■ Information provided:
*** Begin section ***
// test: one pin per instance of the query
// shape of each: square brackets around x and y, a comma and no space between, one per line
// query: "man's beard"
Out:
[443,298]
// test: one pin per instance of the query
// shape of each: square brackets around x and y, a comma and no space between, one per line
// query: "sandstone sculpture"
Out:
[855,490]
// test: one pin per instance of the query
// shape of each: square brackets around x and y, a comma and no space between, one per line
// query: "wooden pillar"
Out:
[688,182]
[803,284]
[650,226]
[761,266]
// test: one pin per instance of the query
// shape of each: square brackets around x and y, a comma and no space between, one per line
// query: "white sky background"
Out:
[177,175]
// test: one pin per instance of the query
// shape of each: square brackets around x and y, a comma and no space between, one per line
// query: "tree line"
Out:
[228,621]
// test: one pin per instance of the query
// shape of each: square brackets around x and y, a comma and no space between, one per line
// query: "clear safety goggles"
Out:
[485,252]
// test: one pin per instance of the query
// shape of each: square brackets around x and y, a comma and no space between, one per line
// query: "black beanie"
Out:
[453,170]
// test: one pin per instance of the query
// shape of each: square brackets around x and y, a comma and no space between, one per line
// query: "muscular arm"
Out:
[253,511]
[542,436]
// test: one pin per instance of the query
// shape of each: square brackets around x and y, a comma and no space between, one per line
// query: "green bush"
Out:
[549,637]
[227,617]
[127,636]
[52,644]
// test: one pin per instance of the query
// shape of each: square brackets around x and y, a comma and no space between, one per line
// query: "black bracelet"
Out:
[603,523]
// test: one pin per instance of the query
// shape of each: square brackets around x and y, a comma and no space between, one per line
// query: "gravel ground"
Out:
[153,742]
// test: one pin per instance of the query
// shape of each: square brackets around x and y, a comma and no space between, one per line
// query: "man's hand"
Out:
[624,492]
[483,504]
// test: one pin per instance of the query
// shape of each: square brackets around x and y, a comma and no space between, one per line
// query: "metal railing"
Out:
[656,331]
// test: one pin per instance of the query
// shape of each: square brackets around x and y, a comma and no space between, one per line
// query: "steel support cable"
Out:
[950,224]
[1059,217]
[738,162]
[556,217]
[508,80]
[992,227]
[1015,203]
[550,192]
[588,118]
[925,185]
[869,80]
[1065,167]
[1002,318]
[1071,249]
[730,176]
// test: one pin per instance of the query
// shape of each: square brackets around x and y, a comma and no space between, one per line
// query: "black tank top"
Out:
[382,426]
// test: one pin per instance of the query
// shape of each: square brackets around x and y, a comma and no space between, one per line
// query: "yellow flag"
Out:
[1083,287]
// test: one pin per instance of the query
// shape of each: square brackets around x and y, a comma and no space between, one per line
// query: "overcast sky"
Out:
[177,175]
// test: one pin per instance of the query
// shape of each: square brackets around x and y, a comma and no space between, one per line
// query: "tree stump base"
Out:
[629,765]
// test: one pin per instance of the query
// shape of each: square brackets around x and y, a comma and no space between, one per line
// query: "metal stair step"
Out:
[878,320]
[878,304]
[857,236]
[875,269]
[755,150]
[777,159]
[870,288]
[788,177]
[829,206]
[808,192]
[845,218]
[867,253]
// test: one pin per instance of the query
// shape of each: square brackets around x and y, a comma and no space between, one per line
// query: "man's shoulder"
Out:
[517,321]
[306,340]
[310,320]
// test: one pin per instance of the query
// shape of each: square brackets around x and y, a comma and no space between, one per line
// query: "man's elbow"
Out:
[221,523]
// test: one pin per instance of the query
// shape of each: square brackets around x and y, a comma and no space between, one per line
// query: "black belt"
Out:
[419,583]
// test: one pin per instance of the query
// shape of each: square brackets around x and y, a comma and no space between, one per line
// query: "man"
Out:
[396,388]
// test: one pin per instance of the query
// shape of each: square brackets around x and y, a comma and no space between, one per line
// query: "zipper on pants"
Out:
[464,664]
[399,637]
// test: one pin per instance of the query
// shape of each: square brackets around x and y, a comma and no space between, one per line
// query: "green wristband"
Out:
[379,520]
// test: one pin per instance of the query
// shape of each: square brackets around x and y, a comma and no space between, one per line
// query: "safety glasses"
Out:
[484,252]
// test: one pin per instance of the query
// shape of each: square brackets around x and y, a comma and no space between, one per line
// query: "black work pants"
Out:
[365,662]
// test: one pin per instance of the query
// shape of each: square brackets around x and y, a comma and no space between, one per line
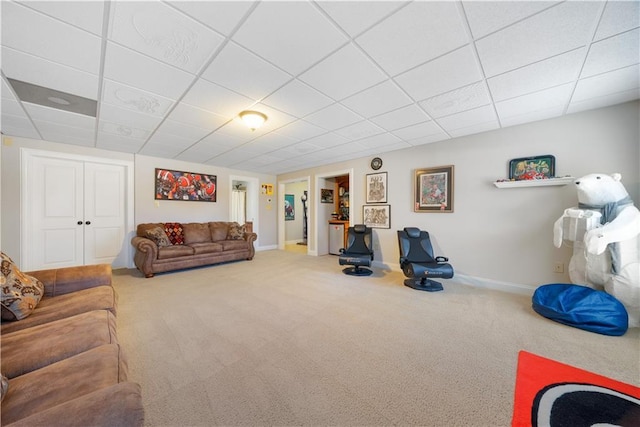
*** End section ***
■ Your objective:
The answer must be every line of the data that contains the word "tree".

■ Task solution:
// query: "tree line"
// query: "tree stump base"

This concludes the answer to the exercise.